__TASK DETAILS__:
Repeat the part of the excerpt on YARV and keyword arguments starting at "In order to" and ending at "welcome your challenge.".

__PAGE EXCERPT__:
This book explains the current architecture of YARV, which you might conclude is the correct way of implementing Ruby. But, as I have explained in this appendix so far, all of Ruby’s implementations, including YARV, are not much different from any other software application: they are all developed through trial and error by humans. While this book covers Ruby 2.0, we have already made various improvements for Ruby 2.1. And we are working on even more improvements that will make the forthcoming Ruby 2.2 even better.

For example, keyword arguments will be more efficient. Chapter 4 explains the implementation of keyword arguments. Quickly summarizing: Ruby first passes a hash object containing keyword name and value pairs as a normal argument. Then, at compile time, the receiver implicitly expands code that reads the values from the argument hash. Users don’t seem to be complaining about its performance for now. I assume keyword arguments are not widely used, because it is a new feature introduced in Ruby 2.0. But this implementation is not efficient. Hash objects are created every time, incurring object creation and GC costs. Also, reading from Hash objects using the implicitly expanded code is slow, because it involves multiple method calls.

In order to address this problem, we are reimplementing how Ruby 2.2 handles keyword arguments to avoid creating Hash objects as much as possible. Meanwhile, we are implementing a new design that will collect the names of keyword arguments at compile time, so that caller need only pass the values at runtime. The callee will then recombine the values with the names collected by the compiler. This design change will allow Ruby to process keyword arguments 10 times faster. I would like to keep on improving the quality of Ruby's implementation, including runtime efficiency.

If you become interested in YARV and Ruby implementations after reading this book, if you have ideas for improving them, I encourage you to develop your own “Yet Another Ruby Implementation.” The Ruby core community will welcome your challenge.

November 2014
Koichi Sasada
Heroku, Inc.

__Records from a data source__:

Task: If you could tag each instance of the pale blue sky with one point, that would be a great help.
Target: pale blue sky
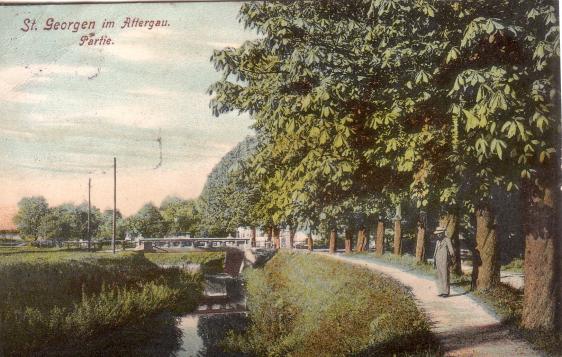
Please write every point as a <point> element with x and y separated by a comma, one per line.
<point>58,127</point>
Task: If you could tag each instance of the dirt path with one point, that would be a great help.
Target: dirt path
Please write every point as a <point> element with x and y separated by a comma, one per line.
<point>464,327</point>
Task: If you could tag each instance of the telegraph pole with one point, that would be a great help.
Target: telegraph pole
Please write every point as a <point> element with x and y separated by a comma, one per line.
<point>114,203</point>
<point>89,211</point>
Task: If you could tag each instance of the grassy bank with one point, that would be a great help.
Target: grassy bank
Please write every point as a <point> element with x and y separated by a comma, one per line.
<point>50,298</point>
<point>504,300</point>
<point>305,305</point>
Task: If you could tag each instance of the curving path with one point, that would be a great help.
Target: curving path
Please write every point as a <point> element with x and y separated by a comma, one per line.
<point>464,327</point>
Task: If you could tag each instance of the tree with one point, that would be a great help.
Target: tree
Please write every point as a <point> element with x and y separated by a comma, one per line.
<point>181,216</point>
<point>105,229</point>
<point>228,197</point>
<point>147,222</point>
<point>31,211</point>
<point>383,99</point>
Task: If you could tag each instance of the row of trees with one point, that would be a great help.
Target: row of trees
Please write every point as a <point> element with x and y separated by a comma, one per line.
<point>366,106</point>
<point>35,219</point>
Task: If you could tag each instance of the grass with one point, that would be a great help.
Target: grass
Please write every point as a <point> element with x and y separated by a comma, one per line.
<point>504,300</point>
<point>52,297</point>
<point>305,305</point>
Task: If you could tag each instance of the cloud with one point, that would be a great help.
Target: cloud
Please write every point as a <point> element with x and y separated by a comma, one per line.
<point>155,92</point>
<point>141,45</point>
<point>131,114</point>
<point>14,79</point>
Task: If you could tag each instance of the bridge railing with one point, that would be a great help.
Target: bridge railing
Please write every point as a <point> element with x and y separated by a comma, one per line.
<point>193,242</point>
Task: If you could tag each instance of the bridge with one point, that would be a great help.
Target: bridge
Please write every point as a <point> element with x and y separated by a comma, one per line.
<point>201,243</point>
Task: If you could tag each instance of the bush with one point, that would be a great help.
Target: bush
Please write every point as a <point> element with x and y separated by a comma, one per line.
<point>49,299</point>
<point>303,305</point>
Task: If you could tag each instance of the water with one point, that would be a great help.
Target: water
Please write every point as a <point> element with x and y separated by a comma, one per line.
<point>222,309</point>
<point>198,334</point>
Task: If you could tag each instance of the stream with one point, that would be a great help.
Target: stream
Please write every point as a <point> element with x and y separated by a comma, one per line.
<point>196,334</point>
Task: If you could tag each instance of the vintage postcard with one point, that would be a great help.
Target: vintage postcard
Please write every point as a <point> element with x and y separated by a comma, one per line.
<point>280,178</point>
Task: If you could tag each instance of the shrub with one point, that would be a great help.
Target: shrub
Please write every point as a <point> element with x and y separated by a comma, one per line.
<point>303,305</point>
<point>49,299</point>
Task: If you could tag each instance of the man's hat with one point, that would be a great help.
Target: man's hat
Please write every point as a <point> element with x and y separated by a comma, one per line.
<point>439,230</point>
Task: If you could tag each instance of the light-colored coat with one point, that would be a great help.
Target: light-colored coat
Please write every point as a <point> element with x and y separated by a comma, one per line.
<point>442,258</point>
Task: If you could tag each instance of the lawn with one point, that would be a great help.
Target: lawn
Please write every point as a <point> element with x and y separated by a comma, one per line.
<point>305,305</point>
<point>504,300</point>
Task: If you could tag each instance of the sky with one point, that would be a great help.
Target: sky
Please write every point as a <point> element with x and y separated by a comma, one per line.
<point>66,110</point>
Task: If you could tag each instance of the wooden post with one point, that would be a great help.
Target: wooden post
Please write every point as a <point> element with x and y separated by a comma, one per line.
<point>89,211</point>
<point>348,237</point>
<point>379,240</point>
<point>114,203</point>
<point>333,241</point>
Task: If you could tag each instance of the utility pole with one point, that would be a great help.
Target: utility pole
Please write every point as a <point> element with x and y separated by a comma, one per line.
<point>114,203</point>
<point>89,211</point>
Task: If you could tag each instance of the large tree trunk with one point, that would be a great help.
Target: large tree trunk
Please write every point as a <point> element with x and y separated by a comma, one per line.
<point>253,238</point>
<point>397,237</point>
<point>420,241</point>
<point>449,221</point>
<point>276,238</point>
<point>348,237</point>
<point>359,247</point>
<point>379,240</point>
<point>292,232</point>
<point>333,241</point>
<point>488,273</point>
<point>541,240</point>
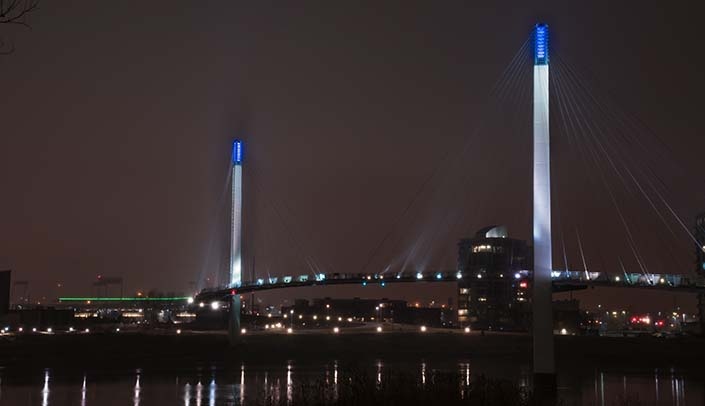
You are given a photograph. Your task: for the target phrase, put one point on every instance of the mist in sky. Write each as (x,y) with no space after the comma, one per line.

__REPLY__:
In order to address this problem, we are reimplementing how Ruby 2.2 handles keyword arguments to avoid creating Hash objects as much as possible. Meanwhile, we are implementing a new design that will collect the names of keyword arguments at compile time, so that caller need only pass the values at runtime. The callee will then recombine the values with the names collected by the compiler. This design change will allow Ruby to process keyword arguments 10 times faster. I would like to keep on improving the quality of Ruby's implementation, including runtime efficiency.

If you become interested in YARV and Ruby implementations after reading this book, if you have ideas for improving them, I encourage you to develop your own “Yet Another Ruby Implementation.” The Ruby core community will welcome your challenge.